───── Dataset records

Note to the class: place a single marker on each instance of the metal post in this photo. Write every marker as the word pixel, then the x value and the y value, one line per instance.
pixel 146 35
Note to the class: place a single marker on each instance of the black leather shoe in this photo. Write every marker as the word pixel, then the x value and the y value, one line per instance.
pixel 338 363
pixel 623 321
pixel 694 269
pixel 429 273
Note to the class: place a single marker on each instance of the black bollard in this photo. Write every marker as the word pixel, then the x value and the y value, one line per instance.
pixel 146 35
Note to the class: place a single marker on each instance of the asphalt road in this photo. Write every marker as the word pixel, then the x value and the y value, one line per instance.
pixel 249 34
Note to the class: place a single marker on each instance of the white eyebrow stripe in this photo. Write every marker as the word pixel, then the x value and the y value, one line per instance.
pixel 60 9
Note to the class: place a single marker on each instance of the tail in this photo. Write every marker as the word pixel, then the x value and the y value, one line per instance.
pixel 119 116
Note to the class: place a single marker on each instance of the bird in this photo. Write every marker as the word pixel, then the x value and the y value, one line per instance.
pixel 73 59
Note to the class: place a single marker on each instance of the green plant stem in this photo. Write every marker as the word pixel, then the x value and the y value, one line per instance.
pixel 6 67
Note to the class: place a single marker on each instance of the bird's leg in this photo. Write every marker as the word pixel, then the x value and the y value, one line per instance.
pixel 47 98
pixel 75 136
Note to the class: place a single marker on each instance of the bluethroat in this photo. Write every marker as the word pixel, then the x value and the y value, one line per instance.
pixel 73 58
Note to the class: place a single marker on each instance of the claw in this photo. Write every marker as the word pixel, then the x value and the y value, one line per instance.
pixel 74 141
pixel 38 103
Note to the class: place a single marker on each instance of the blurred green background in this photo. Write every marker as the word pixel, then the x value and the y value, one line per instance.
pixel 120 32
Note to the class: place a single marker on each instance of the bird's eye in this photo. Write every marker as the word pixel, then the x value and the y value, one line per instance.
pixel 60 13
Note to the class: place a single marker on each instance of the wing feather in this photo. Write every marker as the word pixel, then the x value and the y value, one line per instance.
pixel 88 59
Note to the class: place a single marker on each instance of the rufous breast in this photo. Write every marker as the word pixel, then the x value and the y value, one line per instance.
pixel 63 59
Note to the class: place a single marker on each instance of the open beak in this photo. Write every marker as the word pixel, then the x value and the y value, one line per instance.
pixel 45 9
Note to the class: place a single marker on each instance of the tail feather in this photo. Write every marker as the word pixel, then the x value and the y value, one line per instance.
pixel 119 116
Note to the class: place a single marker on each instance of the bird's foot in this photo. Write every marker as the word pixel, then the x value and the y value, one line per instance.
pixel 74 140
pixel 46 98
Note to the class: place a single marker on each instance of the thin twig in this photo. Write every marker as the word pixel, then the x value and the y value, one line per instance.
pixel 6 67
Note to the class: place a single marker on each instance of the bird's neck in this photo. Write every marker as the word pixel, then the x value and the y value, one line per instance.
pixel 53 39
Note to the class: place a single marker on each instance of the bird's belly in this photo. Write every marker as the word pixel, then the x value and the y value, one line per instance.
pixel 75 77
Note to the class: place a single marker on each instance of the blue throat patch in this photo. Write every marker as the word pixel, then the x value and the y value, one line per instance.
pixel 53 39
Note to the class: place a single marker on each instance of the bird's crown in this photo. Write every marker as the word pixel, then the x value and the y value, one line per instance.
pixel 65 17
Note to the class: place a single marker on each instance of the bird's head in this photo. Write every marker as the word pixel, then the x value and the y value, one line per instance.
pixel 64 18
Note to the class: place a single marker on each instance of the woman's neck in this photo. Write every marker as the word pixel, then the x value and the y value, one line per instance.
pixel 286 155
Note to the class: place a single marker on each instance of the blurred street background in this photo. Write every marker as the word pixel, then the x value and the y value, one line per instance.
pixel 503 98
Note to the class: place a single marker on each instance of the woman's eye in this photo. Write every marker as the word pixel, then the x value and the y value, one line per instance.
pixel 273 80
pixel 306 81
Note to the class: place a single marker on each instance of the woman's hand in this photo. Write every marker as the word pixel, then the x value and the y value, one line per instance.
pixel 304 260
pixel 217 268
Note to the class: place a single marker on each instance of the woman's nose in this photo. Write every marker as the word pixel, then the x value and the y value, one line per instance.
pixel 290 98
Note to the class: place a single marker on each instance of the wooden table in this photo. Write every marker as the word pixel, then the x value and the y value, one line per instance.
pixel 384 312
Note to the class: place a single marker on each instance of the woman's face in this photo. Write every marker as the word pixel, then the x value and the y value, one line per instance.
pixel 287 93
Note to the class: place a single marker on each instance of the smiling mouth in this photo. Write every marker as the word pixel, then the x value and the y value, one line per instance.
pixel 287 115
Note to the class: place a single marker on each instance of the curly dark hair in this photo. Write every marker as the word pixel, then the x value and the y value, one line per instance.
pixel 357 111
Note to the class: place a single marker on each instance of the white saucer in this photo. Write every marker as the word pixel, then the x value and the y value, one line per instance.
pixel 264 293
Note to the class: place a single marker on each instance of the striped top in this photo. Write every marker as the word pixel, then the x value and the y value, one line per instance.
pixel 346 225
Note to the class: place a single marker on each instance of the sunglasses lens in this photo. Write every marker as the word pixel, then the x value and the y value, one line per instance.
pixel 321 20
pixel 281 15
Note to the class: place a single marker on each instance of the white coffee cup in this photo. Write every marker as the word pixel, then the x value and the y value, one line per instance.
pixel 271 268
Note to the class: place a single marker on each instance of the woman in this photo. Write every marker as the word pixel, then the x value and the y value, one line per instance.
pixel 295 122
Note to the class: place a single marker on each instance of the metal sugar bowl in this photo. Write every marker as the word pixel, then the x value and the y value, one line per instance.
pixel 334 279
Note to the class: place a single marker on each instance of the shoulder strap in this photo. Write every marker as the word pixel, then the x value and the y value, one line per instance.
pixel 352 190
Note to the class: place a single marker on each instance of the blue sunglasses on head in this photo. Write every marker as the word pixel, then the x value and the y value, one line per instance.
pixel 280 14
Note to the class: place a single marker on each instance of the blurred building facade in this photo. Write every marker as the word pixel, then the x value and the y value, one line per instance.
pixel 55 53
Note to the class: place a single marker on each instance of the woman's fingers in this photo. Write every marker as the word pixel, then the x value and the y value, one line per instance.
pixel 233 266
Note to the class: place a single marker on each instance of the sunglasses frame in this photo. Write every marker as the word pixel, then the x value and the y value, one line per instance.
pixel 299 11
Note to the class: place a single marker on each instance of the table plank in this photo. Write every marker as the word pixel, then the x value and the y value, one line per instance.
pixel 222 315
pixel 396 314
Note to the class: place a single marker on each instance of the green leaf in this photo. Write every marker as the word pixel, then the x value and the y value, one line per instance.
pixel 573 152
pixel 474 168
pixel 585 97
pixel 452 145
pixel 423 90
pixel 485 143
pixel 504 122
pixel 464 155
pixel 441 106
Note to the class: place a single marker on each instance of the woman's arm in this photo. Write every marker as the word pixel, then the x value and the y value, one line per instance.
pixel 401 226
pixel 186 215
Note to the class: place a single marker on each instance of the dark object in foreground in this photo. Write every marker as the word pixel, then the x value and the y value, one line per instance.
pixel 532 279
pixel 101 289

──────────
───── Dataset records

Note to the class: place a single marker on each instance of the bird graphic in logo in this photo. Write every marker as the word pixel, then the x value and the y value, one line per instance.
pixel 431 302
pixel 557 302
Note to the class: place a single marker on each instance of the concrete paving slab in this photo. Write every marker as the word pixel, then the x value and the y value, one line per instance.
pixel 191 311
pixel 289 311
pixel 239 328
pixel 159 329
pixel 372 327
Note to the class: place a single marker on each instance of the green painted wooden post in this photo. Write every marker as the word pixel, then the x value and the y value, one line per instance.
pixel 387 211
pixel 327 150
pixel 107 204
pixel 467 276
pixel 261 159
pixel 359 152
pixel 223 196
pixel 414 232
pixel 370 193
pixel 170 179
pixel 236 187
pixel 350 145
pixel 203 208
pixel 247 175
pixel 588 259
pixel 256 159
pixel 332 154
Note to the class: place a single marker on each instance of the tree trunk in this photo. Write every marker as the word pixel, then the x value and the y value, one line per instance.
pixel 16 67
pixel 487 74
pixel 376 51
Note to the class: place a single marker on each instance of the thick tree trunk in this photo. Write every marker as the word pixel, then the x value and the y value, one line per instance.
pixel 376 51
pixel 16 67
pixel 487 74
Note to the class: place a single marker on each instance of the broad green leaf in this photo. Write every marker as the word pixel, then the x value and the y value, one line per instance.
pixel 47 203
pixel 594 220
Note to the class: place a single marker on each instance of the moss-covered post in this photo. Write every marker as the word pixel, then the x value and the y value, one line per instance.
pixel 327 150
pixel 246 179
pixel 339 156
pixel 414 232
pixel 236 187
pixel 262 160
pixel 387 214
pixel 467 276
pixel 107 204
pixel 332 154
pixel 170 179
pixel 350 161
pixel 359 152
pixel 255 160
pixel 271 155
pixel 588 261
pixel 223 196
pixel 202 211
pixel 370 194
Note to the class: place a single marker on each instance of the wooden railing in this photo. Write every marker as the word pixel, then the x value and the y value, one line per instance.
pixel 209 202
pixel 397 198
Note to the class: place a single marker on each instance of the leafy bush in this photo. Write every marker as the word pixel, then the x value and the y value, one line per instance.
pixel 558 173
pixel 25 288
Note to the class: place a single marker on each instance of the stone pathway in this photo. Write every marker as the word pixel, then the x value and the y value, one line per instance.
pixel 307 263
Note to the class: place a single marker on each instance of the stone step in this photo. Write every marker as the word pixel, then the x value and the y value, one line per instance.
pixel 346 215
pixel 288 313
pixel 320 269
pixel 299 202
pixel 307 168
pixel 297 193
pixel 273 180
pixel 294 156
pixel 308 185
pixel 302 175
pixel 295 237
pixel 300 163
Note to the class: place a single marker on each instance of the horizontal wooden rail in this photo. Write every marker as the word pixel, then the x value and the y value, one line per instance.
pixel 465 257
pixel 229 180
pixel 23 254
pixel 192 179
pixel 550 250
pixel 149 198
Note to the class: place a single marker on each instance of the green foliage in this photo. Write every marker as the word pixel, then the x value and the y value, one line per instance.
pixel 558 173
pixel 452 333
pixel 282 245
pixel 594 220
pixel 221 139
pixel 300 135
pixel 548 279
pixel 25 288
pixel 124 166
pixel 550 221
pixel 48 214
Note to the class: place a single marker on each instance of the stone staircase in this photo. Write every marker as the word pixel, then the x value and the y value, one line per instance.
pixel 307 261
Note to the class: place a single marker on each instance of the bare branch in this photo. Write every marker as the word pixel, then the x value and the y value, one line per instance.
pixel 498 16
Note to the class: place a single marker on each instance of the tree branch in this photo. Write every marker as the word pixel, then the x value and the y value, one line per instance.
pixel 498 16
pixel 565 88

──────────

Work instructions:
Copy out the part of the listing from the line containing "of the striped" to the line containing "pixel 299 11", including both of those lines, with every character kept the same.

Task solution:
Note to the class: place a single marker on each instance of the striped top in this photo. Write every marker as the word pixel, then the x value and the y value, one line per instance.
pixel 346 225
Note to the class: place a single marker on each instance of the sunglasses lens in this photo. Write every marker as the word pixel, then the x value and the y value, one line per instance.
pixel 321 20
pixel 281 15
Note to the class: place a single marker on each instance of the white coffee cup in this photo. Write every marker as the word pixel, then the x value and the y value, one line per instance.
pixel 271 268
Note to the class: place a single marker on each instance of the woman in this photo. Write every marker as the word pixel, then the x value and the y value, one line per instance.
pixel 295 122
Note to the class: place a single marker on each instance of the metal sugar bowl in this photo. Write every marker as the word pixel, then the x value and the y value, one line per instance.
pixel 334 279
Note to the class: place a single marker on each instance of the shoulder strap in this photo. Write every marker as the word pixel, then the x value and the y value, one line per instance.
pixel 352 190
Note to the class: place a single marker on each instance of the blue sunglasses on head in this photo. Write every marker as the word pixel, then the x value and the y value, one line per instance.
pixel 280 14
Note to the class: place a single marker on each instance of the blurred building facade in this photo. Write every marker as the word pixel, then the x value and the y value, one line per instance.
pixel 55 53
Note to the class: place a single marker on each instance of the woman's fingers in this photo. Write every marker as the word pixel, then the x value and the y value, one line per instance.
pixel 233 266
Note to the class: place a single marker on each instance of the sunglasses frame in this photo. Write every marker as the word pixel, then the x value and the y value, one line per instance.
pixel 299 11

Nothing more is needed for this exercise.